Reading text =
***

Nancy Nielsen, senior associate dean for health policy
Jacobs School of Medicine and Biomedical Sciences at the University at Buffalo

BUFFALO, N.Y. — The Trump administration has worked to discredit Anthony Fauci, director of National Institute of Allergy and Infectious Diseases, scientists at the Centers for Disease Control and Prevention and other officials who contradict the president on the COVID-19 pandemic.

For example, the White House recently issued statements to the media highlighting several mistakes and presumptions by Fauci and others.

These actions left many in the health science and research communities, including Nancy Nielsen, senior associate dean for health policy in the Jacobs School of Medicine and Biomedical Sciences at the University at Buffalo, shaking their heads in disbelief.

“When the novel coronavirus first emerged as a pandemic threat to humanity, plenty of mistakes were made. But learning is the hallmark of the scientific method: observe, measure, test, modify. We acquire knowledge by questioning, not by assuming,” said Nielsen, who is also a past-president of the American Medical Association. “There were plenty of mistakes by CDC in the early days of testing for the virus. There’s little to be gained by dwelling on mistakes, but a great deal to be gained by learning from them. But persisting inflexibly in the face of clear evidence to the contrary — well, that’s a character flaw.”

***

Records from a dataset =
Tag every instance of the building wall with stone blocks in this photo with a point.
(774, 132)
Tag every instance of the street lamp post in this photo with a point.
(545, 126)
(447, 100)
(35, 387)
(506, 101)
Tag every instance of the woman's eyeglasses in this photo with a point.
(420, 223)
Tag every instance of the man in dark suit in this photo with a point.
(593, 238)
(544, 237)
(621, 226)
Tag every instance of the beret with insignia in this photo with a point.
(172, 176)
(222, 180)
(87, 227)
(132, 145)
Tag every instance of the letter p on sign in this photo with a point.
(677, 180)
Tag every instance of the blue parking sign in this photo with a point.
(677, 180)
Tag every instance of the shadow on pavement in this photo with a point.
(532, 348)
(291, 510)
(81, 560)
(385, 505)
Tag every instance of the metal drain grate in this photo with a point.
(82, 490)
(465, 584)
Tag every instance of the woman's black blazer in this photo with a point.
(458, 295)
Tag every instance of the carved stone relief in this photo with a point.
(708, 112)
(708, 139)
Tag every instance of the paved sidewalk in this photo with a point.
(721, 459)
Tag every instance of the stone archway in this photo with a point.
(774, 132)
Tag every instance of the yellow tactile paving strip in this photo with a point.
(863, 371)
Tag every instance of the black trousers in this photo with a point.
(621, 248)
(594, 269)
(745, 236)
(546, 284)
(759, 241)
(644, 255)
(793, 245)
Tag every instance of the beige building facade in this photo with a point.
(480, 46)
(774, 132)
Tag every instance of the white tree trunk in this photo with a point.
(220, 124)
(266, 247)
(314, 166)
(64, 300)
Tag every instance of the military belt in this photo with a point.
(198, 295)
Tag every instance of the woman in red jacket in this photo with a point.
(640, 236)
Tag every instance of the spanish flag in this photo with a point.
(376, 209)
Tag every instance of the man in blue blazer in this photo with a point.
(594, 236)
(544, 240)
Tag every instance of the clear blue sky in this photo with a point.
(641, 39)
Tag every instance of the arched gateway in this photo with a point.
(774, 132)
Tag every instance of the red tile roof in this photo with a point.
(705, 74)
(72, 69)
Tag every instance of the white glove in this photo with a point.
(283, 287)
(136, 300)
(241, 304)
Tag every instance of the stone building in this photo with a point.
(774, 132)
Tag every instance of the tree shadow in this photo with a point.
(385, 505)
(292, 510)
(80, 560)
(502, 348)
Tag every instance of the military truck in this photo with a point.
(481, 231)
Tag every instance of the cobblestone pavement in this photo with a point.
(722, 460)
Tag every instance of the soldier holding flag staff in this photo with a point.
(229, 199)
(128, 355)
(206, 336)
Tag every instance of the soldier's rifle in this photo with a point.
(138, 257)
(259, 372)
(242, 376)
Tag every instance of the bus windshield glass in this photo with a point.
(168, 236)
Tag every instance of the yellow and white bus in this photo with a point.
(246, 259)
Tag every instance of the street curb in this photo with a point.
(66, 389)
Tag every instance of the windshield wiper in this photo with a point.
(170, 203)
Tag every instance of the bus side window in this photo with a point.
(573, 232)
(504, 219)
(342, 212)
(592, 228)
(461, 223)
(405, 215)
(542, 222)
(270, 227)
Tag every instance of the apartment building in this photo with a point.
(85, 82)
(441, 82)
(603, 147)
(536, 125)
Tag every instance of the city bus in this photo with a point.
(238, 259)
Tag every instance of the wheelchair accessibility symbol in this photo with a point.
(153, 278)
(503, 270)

***

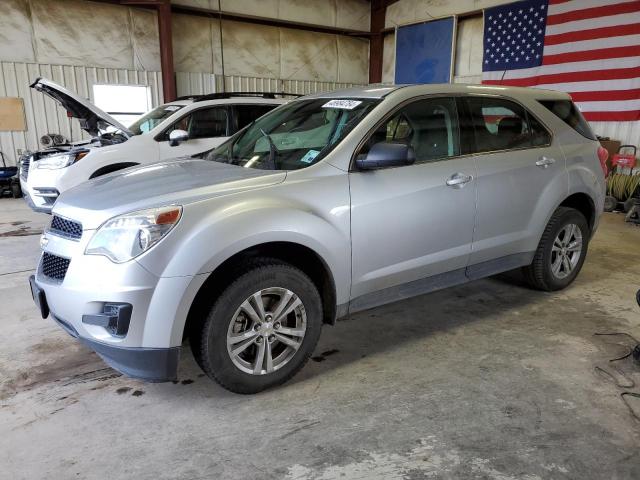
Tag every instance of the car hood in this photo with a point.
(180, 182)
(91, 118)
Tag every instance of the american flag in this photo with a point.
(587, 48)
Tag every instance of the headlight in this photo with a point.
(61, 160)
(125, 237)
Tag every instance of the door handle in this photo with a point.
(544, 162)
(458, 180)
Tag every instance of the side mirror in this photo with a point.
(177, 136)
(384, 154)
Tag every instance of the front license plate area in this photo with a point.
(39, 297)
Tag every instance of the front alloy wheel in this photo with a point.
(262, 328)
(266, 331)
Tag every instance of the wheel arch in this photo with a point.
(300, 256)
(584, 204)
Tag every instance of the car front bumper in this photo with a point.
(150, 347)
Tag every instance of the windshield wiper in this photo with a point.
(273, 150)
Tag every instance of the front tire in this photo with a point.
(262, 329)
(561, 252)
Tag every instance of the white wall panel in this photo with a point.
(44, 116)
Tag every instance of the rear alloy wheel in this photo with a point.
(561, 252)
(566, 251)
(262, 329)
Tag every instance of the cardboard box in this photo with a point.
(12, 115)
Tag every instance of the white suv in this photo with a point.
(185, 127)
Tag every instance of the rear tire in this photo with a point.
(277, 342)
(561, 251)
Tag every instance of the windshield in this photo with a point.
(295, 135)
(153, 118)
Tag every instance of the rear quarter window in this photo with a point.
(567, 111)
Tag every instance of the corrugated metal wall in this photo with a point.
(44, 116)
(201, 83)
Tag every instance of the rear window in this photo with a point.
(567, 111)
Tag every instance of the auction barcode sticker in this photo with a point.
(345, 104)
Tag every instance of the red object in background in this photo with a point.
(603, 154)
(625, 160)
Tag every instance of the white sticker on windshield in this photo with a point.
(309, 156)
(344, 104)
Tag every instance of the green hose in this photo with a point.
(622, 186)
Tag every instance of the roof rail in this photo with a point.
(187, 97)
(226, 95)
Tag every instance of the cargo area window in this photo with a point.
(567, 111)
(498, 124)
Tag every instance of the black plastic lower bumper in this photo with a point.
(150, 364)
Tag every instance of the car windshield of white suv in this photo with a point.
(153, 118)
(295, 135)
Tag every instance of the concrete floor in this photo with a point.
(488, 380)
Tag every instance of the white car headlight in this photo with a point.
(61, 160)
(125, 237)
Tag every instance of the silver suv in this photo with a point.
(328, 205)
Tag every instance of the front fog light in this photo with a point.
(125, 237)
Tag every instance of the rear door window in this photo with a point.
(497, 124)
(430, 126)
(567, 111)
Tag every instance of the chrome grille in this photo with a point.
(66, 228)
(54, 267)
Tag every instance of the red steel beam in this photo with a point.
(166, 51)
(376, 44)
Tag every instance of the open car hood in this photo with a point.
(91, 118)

***

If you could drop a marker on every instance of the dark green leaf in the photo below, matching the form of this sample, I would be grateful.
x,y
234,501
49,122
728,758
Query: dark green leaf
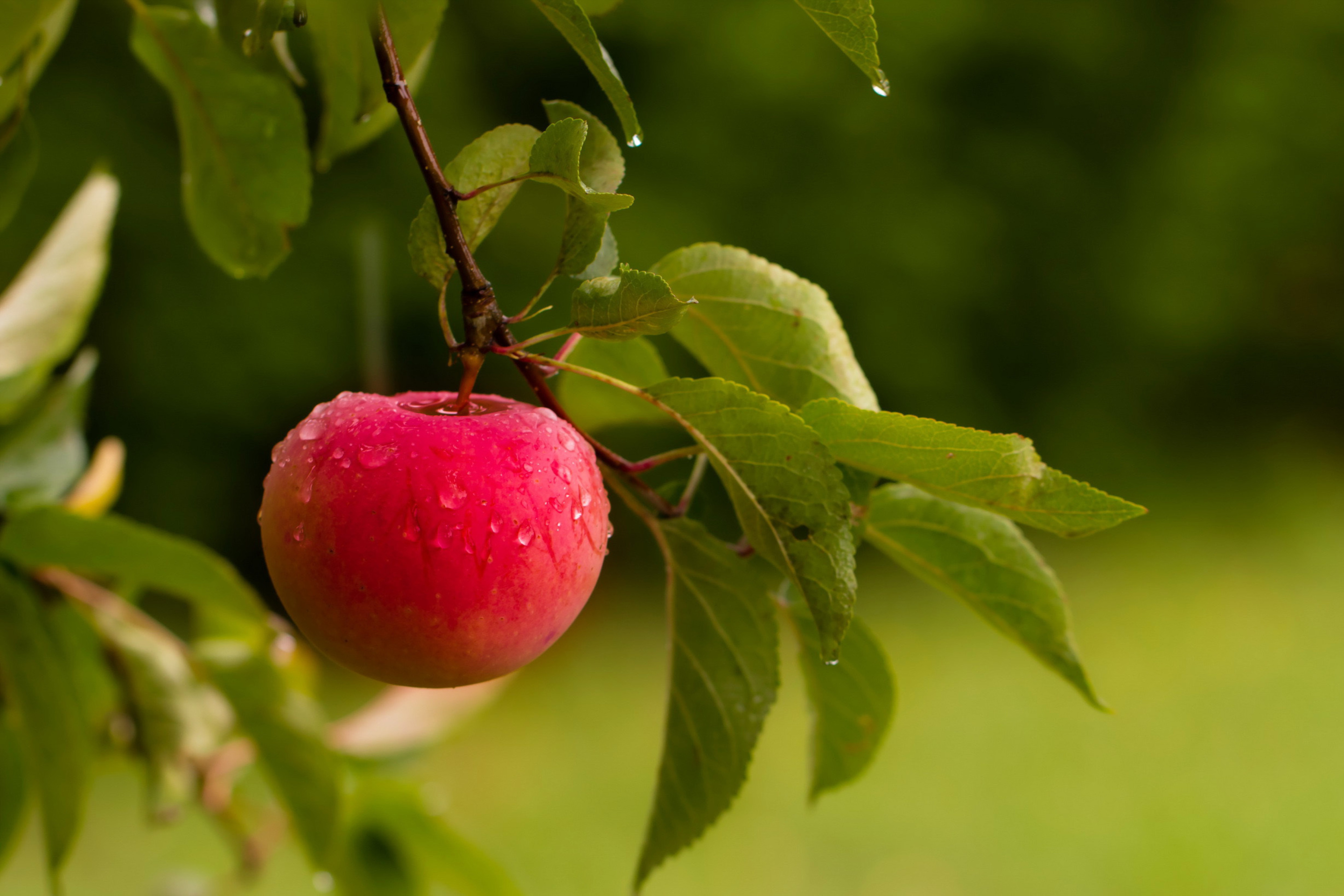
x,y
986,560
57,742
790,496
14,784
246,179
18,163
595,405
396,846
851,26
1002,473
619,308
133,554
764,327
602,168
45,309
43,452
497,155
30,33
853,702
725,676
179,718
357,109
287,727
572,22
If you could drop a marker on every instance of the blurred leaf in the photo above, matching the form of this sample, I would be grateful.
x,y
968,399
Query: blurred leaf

***

Exercise =
Quote the reading text between "BUFFALO, N.Y. —" and "the COVID-19 pandemic.", inclusive.

Answer area =
BUFFALO, N.Y. — The Trump administration has worked to discredit Anthony Fauci, director of National Institute of Allergy and Infectious Diseases, scientists at the Centers for Disease Control and Prevention and other officials who contradict the president on the COVID-19 pandemic.